> ACTIVITY A
In the commentary on the NHS, turn the paragraph beginning "First, because the NHS has been destroyed" into a short bulleted list that keeps its main facts.
> ACTIVITY B
Answer these questions from the commentary on the NHS, one line each:
(i) According to the dominant political stance, what can we let go of?
(ii) Why will cancer death rates rise?
(iii) Which generation is approaching 80?
> ACTIVITY C
Write a continuation of the commentary on the NHS, starting after its final sentence.

** SUPPLIED PASSAGE follows **

The dominant political stance is that as so few people (as a percentage of the population) now get seriously affected and vaccination has reduced that to a lowest ever position, we can let go of all constraints on life. The economic impact of the first waves must be overcome and our ‘freedoms’ returned, to be sacredly preserved.

I am worried.

First, because the NHS has been destroyed. It is still there in name but you cannot see a GP (you may get a phone call), your highest risk for getting infected is to visit a hospital, NHS staff are exhausted and stressed, the backlog of unmet need is at its highest level ever, and political shenanigans resulting from the pandemic have tainted a valued ethic.

Second, consequent deaths are a growing issue. Cancer death rates will rise because of delayed diagnosis and treatment, similarly for other conditions. Disability rates in the population will rise because of untreated conditions, or conditions which become too difficult to treat.

Third, inaction on social care means that the NHS will become an old people’s home. It is too much like one already. Government promises to address social care have sounded hollow for a long time but now the growth in the elderly population is about to burst as the post-war baby-boom generation approach 80.

** End of SUPPLIED PASSAGE **
** MATERIAL PROVIDED follows **

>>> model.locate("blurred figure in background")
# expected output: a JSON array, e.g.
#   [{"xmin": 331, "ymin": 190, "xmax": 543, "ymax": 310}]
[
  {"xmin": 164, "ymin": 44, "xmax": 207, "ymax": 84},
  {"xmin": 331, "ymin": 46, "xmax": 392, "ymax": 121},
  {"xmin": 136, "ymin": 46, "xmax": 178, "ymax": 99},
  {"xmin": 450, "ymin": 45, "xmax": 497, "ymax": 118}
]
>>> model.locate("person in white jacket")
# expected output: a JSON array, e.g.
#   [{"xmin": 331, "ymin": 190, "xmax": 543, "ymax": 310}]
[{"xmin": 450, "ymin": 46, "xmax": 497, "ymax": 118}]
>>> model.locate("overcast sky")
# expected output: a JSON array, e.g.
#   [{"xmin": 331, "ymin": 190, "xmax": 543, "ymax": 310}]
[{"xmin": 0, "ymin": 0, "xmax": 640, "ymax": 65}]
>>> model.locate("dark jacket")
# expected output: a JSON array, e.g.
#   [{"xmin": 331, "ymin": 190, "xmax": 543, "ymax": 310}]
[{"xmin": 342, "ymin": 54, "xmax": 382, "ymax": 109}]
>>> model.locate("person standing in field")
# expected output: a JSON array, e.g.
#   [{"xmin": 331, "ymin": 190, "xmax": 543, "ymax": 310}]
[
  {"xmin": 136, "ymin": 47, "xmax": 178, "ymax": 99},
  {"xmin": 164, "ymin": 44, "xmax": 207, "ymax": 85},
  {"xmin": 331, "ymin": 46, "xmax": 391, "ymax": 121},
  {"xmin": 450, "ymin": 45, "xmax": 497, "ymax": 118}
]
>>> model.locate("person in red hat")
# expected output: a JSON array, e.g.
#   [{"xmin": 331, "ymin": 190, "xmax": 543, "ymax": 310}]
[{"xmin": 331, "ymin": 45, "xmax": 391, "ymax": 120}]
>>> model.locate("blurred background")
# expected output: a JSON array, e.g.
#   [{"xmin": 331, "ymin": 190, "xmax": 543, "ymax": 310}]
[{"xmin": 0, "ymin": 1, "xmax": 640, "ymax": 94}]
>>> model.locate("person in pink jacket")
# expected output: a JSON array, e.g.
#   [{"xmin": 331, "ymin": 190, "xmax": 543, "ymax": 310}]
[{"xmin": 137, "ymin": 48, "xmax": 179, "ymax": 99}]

** End of MATERIAL PROVIDED **

> EXERCISE OUTPUT A
- The NHS still exists in name only.
- You cannot see a GP, though you may get a phone call.
- Visiting a hospital carries your highest risk of getting infected.
- NHS staff are exhausted and stressed.
- The backlog of unmet need is at its highest level ever.
- Political shenanigans from the pandemic have tainted a valued ethic.

> EXERCISE OUTPUT B
(i) All constraints on life.
(ii) Because of delayed diagnosis and treatment.
(iii) The post-war baby-boom generation.

> EXERCISE OUTPUT C
These are structural issues which need a combination of leadership, strong values, integrity, political collaboration, imagination and resources – all of which seem to be in short supply.

But consider that the pandemic is not over yet. The impact on young people is a great concern but perhaps the greater issue is the unknown behaviour of the virus as it mutates. All these other issues could be a minor distraction if a variant emerges which escapes the effect of vaccines. I can respect the cautious optimism of the scientists that they can address variants. Their caution is common sense, qualities absent from politics.

At its worst we could be heading into a healthcare crisis beyond imagination. If, somehow, we can grasp the challenges and start to have good luck with the virus, the damage can be addressed.  It’s a set of fine balances but personally I have no confidence that we can be anything other than blown through the storm by winds beyond our control.